> _EXERCISE MATERIALS_
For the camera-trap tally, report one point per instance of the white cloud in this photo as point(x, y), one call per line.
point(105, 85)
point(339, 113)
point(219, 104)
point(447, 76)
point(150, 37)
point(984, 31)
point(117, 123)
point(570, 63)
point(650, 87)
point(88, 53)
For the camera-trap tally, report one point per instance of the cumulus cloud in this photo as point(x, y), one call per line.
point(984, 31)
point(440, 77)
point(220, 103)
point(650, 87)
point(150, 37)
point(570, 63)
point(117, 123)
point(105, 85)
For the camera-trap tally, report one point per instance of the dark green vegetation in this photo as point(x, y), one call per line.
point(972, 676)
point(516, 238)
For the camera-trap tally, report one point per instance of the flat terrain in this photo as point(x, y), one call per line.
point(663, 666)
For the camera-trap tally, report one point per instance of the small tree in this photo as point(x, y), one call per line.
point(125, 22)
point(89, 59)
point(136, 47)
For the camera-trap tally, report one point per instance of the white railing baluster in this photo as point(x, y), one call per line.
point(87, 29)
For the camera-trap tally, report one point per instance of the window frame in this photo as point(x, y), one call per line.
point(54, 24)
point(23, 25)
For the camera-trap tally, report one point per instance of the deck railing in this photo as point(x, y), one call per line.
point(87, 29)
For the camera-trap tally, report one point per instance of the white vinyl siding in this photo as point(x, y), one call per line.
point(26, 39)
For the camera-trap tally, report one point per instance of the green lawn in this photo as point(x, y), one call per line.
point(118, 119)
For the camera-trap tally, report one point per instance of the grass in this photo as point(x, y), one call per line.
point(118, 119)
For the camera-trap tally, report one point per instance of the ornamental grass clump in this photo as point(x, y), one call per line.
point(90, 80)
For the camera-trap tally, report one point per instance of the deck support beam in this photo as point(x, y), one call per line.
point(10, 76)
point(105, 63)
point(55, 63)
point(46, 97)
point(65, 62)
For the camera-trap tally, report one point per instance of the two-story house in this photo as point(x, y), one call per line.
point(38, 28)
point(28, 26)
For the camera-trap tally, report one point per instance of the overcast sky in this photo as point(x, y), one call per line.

> _TASK DIRECTIONS_
Can you render the lines as a numbered list, starting from the very first line above and running up to and including the line with "point(136, 47)", with any blank lines left out?

> _RESULT FOR THIS TASK_
1. For the camera-trap tally, report one point per instance of the white cloud in this photo as point(x, y), one call per line.
2. point(105, 85)
3. point(339, 113)
4. point(219, 104)
5. point(447, 76)
6. point(150, 37)
7. point(984, 31)
8. point(117, 123)
9. point(570, 63)
10. point(650, 87)
11. point(88, 53)
12. For the camera-trap tally, report one point per instance of the cumulus cloud in this photo as point(x, y), one call per line.
13. point(984, 31)
14. point(440, 77)
15. point(220, 103)
16. point(650, 87)
17. point(150, 37)
18. point(570, 63)
19. point(117, 123)
20. point(105, 85)
21. For the camera-trap tally, report one point per instance of the dark green vegetation in this photo as point(x, y), one call per line.
22. point(972, 676)
23. point(516, 238)
24. For the camera-trap tally, report one point per instance of the flat terrain in this photo as point(x, y), one call per line.
25. point(663, 666)
26. For the camera-trap tally, report one point per instance of the small tree in this photo as point(x, y), one call per line.
27. point(125, 22)
28. point(89, 59)
29. point(136, 47)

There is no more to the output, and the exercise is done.